EXTRAIT FOURNI =>
═══

LE PEARL HARBOR DU VIVANT
PAR FRANÇOIS RUFFIN Le 12/10/2020 PARU DANS LE FAKIR N°95 – (EN KIOSQUE)
70 % des vertébrés disparus en trente ans… C’est un Pearl Harbor du vivant. Qui devrait, d’urgence, réclamer une mobilisation générale. A la place, nos dirigeants baissent la Contribution économique territoriale de 3 à 2 % !
« C’était la Silicon Valley de l’époque. » Sur les pentes de la Croix-Rousse, de passage à Lyon, je visitais hier l’atelier Mattelon, résidu des canuts. Durant des siècles, s’est formé un « cluster », ici, à l’avant-garde technologique, avec les tisseurs de soie bien sûr, mais aussi les mécaniciens, les menuisiers, les verriers, etc. Et ce « cluster » ne s’est pas formé tout seul.
C’est Louis XI, d’abord, qui initie cette politique industrielle. A l’époque, au XVe, toutes les soieries sont importées d’Italie, avec un énorme déficit commercial (évalué à 500 000 écus). Ces marchandises transitent souvent par Lyon, avec ses quatre foires annuelles, lieu de commerce et place financière. D’où le vœu du roi, par lettre patente (1466), d’y implanter les ateliers, recrutant des maîtres italiens.
Mais la bourgeoisie locale ne joue pas le jeu, s’y oppose : l’importation et le libre-échange lui paraissent plus rentables que la production, et un protectionnisme des industries naissantes. Louis XI installe donc, à la place, sa manufacture à Tours.
François Ier reprend le flambeau, en 1535. Pour des raisons politiques, également : il s’agit de ruiner Gênes. C’est l’acte de naissance, véritable, de cette industrie à Lyon, avec bien vite des centaines d’ateliers, des milliers d’ouvriers tisseurs « en draps d’or, d’argent et de soie ».

═══

ENREGISTREMENTS =>
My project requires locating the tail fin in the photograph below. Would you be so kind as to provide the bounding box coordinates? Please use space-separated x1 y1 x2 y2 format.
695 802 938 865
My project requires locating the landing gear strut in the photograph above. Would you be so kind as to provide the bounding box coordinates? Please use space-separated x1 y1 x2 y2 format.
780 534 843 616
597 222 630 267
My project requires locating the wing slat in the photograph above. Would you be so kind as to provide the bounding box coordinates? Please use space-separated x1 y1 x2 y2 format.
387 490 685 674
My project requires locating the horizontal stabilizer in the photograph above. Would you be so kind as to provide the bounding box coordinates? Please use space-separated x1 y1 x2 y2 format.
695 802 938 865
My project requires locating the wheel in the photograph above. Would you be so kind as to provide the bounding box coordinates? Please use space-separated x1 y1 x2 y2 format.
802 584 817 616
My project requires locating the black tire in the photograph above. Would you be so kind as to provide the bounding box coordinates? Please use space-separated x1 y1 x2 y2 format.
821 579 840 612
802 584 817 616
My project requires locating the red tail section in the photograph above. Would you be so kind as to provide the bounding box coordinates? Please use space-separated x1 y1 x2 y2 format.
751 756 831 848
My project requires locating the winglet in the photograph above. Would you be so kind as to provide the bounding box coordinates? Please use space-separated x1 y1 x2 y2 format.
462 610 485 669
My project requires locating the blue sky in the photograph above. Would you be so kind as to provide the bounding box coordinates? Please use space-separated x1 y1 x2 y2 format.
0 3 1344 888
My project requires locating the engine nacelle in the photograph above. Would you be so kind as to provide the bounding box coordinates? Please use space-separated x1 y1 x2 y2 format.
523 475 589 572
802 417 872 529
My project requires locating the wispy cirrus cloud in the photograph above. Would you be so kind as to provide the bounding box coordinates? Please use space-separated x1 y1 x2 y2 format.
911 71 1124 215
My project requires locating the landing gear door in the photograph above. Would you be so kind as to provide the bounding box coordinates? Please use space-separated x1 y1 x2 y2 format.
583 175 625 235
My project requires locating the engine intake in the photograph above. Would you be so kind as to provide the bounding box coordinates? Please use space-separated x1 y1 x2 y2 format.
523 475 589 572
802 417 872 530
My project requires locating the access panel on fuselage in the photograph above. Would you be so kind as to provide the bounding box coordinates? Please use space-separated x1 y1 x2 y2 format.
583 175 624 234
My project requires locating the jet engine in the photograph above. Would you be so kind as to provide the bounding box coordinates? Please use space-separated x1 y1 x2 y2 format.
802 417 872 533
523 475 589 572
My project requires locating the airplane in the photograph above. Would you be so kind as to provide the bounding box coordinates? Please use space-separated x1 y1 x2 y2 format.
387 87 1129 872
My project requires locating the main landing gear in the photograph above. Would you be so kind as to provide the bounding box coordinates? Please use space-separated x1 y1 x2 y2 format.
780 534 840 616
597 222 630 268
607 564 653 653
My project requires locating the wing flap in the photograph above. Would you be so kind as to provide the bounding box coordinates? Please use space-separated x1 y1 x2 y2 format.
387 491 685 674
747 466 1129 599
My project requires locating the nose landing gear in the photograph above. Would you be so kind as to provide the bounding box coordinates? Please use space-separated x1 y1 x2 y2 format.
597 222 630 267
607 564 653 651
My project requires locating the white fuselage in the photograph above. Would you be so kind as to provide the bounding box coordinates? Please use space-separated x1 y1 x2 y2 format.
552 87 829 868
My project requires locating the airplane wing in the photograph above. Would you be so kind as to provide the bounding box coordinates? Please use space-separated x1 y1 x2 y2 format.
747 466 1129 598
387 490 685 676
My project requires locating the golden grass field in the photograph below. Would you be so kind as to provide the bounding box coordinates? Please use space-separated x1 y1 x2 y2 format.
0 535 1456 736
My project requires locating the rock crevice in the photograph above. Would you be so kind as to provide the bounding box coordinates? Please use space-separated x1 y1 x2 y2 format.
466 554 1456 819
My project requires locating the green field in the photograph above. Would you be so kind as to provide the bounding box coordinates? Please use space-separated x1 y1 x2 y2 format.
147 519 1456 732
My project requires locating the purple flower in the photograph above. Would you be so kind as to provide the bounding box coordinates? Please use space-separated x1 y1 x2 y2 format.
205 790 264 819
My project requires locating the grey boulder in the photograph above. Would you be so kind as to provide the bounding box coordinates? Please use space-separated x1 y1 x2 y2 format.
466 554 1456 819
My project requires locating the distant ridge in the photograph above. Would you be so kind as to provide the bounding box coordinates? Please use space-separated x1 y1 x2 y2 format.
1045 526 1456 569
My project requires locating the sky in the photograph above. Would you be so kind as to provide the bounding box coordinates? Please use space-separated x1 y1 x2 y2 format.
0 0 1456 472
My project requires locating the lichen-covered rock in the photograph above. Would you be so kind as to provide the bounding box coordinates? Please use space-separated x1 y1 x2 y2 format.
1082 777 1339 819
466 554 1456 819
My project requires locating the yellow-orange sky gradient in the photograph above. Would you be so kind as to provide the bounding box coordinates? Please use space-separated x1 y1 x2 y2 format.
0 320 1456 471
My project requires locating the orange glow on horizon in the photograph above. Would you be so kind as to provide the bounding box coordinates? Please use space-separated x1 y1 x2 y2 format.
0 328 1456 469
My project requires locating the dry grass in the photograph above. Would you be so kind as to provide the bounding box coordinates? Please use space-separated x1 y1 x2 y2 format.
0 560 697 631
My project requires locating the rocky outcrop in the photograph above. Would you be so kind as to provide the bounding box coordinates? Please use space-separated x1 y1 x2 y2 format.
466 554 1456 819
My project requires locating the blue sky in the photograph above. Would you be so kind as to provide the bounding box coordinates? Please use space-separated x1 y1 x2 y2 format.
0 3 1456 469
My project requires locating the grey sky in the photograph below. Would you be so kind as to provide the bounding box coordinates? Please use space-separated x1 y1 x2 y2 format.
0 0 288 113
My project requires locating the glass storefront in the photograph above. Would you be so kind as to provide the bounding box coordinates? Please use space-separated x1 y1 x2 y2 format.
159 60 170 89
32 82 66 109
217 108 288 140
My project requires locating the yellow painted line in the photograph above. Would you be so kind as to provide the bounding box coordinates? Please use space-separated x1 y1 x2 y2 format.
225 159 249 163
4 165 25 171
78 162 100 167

═══

CONSIGNES DE TRAVAIL =>
1. Dans l'extrait sur la soierie lyonnaise, relevez tous les métiers présentés comme faisant partie du « cluster » de la Croix-Rousse.
2. Poursuivez l'extrait sur la soierie lyonnaise à partir de sa dernière phrase.
Les enregistrements viennent d'une autre source que l'extrait.

RÉPONSES =>
1. Les tisseurs de soie, les mécaniciens, les menuisiers, les verriers.

2.
Enfin, Henri IV complète cette politique par – dirait-on aujourd’hui – une « intégration verticale » : la soie était certes transformée, tissée, à Lyon, mais la matière première, le fil à soie, était toujours importé, de Chine, puis d’Italie. Le roi, avec son agronome Olivier de Serres, fait planter des mûriers partout. Et dans l’Ardèche, dans la Drôme, dans la vallée du Rhône, se développe, durant deux siècles, la culture du ver à soie.
Ce « cluster » de la soie ne s’est donc pas implanté, ici, par hasard, ou par la main invisible du marché. Mais d’abord par une volonté politique, qui a mis en branle les initiatives privées.
Pourquoi raconter ça, aujourd’hui, en cet automne de « plan de relance » ?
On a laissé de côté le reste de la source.